> OBJECTIVE
Rewrite the items below, substituting "provide" for every occurrence of "supply" and changing nothing else, and omit the pictures from your answer.

> SUPPLIED RECORDS
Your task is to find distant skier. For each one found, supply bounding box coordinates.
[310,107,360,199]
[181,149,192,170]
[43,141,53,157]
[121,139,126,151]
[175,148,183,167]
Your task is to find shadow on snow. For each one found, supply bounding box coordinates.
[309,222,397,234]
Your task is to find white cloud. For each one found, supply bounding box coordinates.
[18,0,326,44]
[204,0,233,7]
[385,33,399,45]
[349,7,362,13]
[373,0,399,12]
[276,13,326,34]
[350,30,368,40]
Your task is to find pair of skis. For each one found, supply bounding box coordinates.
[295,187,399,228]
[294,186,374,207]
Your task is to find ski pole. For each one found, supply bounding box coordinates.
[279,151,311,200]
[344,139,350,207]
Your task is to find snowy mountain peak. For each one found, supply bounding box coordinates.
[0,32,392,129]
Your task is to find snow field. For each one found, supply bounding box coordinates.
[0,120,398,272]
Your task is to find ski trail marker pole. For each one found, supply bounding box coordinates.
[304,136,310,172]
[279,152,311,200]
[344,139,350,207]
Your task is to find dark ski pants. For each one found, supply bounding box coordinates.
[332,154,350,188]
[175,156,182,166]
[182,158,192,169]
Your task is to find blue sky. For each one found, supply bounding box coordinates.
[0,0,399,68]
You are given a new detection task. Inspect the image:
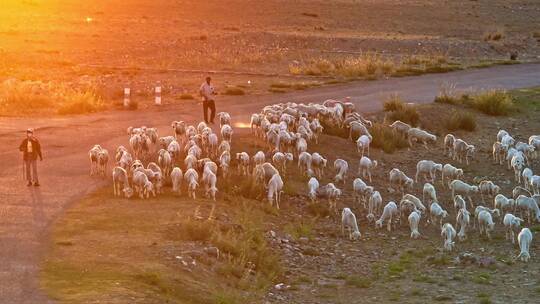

> WRITTEN SOLUTION
Your task is to find distant skier. For each one found, provide bounding box coordinates.
[310,107,360,199]
[181,149,192,170]
[43,141,53,157]
[121,139,126,151]
[175,148,183,167]
Your task is to find shadow on snow. For each one found, provide bounding box coordinates.
[309,222,397,234]
Your task is to find white cloud. For each one found, provide bounding box coordinates.
[18,0,326,44]
[204,0,233,7]
[385,33,399,45]
[349,7,362,13]
[373,0,399,12]
[276,13,326,34]
[350,30,368,40]
Your task is to find pair of skis. For each one found, provide bounding box coordinates.
[295,187,399,228]
[294,186,374,207]
Your task is to find ski pole. For each one found, provide bounding box coordinates.
[279,151,311,200]
[344,139,350,207]
Your task is to find snowy mountain peak. For each one found, provide bounding box coordinates.
[0,32,392,129]
Your task is to find snow field. For each one found, provide bounding box coordinates.
[0,120,398,272]
Your task is to find ski trail marker pole. For each one found, provide bounding box coordinates.
[304,136,310,172]
[279,152,311,200]
[344,139,350,207]
Your task is to find dark ski pants. For each one found, provide bounding box coordinates.
[332,154,350,188]
[175,156,182,166]
[182,158,192,169]
Your task is to find blue sky. For each one found, provide bounding box coordinates.
[0,0,399,68]
You are given a new detection task. Inspect the image:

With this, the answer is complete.